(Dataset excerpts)
++++++

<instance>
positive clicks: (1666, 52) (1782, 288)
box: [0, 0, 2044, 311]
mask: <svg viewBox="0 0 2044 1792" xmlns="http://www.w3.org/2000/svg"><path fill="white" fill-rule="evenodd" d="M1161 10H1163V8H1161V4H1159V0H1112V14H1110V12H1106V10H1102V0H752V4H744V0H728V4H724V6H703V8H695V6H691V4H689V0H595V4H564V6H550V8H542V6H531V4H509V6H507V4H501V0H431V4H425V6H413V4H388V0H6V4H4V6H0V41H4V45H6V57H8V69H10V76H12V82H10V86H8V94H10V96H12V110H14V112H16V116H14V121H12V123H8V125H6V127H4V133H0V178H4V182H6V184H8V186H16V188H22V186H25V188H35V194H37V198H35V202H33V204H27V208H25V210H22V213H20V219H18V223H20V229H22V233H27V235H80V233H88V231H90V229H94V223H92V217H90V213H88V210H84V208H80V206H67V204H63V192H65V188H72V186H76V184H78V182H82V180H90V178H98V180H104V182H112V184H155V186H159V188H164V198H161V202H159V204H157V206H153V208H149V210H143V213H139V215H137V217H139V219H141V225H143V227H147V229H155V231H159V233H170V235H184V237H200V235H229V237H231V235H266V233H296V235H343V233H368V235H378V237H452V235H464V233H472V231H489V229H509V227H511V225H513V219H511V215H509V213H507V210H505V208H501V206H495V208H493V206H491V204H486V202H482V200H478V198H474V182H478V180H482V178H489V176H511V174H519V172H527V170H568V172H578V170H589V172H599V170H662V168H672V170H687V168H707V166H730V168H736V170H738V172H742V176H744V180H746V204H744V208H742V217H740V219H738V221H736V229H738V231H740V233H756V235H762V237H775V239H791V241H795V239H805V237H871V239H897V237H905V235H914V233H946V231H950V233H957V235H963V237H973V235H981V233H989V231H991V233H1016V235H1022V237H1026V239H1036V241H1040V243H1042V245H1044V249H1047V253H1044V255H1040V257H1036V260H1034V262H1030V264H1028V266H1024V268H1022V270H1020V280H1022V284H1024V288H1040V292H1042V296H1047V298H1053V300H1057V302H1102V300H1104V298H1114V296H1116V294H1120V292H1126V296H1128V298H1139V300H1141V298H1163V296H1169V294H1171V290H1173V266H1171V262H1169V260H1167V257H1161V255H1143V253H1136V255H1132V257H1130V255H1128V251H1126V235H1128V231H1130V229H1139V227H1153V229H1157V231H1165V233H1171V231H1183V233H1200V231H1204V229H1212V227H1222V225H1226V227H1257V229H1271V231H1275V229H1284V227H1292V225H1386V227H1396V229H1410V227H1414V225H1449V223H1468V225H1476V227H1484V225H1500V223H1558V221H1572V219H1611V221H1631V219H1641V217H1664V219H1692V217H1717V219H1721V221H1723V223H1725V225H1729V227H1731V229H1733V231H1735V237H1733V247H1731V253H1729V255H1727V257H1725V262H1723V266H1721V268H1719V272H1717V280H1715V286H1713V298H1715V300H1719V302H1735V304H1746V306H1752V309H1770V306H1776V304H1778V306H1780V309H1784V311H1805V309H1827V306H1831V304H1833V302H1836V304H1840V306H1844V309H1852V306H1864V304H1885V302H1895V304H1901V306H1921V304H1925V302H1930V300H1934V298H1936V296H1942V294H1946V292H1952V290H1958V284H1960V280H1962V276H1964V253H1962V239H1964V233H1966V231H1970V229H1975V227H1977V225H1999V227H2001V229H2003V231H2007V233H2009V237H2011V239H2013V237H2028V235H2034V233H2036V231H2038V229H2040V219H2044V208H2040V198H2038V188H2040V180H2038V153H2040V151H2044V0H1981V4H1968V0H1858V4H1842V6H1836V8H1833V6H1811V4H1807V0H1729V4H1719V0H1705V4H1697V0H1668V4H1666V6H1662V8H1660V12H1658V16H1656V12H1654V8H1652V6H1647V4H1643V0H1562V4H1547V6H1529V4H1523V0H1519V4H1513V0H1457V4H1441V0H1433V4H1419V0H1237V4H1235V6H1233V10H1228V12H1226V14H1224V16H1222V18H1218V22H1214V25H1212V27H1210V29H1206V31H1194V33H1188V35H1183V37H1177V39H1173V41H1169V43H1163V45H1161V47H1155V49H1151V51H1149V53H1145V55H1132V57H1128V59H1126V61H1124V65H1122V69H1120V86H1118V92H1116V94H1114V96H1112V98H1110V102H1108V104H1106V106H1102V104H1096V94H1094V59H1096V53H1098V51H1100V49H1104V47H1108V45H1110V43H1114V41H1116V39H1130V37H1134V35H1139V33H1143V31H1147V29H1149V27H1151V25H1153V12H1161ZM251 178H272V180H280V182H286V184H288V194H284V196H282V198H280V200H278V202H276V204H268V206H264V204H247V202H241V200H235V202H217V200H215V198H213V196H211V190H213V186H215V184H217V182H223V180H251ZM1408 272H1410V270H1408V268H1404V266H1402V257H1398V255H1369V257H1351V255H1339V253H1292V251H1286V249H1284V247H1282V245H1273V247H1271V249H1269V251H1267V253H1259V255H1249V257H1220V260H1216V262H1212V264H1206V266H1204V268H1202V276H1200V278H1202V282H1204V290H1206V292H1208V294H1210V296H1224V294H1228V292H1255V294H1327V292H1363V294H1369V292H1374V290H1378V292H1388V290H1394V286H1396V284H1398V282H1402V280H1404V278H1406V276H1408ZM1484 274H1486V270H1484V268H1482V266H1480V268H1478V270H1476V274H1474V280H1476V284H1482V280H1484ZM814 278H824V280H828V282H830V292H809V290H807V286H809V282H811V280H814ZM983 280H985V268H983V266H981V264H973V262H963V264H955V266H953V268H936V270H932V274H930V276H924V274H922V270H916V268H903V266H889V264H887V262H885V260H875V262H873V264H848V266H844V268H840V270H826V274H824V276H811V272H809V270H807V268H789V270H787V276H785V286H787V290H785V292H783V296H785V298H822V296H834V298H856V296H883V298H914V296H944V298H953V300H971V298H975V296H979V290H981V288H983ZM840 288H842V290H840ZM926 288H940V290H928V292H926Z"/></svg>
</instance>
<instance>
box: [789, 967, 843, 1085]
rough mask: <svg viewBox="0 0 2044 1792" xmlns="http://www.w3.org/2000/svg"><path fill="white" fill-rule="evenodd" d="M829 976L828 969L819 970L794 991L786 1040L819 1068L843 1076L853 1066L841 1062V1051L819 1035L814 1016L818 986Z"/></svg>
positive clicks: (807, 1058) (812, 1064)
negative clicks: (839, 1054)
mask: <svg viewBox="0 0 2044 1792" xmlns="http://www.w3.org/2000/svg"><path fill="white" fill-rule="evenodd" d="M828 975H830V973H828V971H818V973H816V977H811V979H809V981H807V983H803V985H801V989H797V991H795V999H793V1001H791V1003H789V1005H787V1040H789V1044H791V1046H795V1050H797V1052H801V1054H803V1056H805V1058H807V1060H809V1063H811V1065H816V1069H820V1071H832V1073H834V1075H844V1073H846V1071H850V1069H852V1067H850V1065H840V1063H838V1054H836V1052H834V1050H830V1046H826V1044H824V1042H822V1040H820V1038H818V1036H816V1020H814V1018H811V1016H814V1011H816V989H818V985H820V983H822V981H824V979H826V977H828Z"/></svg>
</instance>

++++++

DIRECTIONS:
The total, and nothing more: how many lines in the entries contain "positive"?

RESPONSE AREA:
2